### Page text

Princessa (1730),; Warship; Third rate; 70 guns

Scale: 1:48. A block design model of the ‘Princessa’ (1730), a Spanish 70-gun, two-decker, third-rate ship of the line. The model is made to moulded beam. The name ‘Princessa’ is marked on the starboard broadside.

The ship was built in Santander in 1730. Its dimensions were 165 feet by 50 feet, and it weighed approximately 1714 tons burden. Its complement was 630 men. It carried twenty-eight 32-pound guns on its gun deck, twenty-eight 18-pounders on its upper deck, ten 9-pounders on its quarterdeck and four 9-pounders on its forecastle. It was a powerful vessel and was highly prized by the Royal Navy when it was taken in 1740, albeit requiring the combined force of three British 70-gunners (including the ‘Kent’ SLR0421) to do so. The ‘Princessa’ was larger and heavier than British 70-gunners of the period, and it was important in the navy’s development of the larger 74-gun third rates that replaced the ‘70s’ from the 1740s.

### Material provided
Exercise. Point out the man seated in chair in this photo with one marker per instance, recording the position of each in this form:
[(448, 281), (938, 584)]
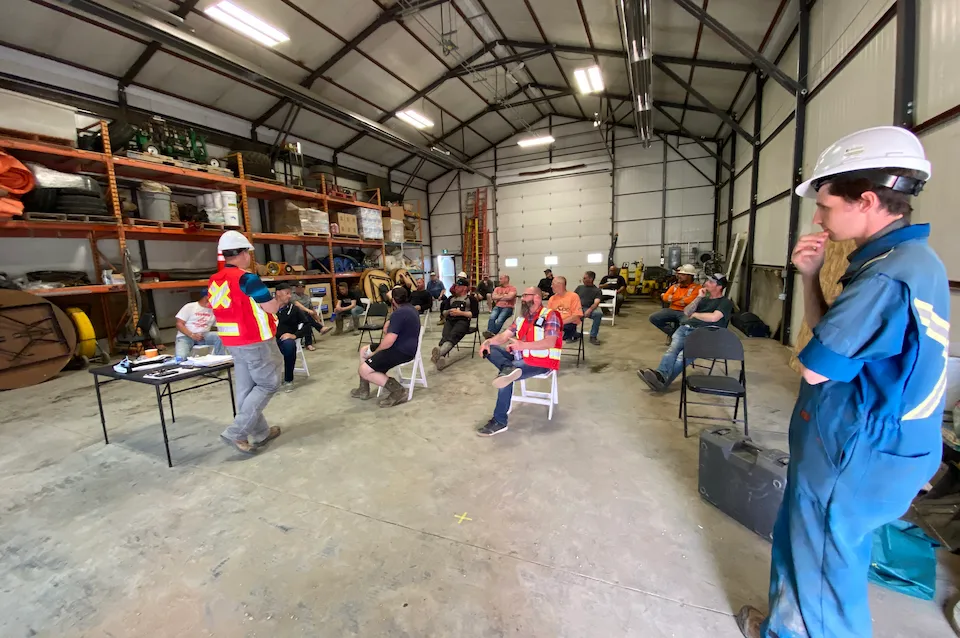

### Required task 1
Duplicate the passage of the Princessa description starting at "Scale: 1:48. A" and ending at "the starboard broadside.".
### Required task 2
How many men made up the Princessa's complement, according to its description?

### Task response 1
Scale: 1:48. A block design model of the ‘Princessa’ (1730), a Spanish 70-gun, two-decker, third-rate ship of the line. The model is made to moulded beam. The name ‘Princessa’ is marked on the starboard broadside.

### Task response 2
630 men.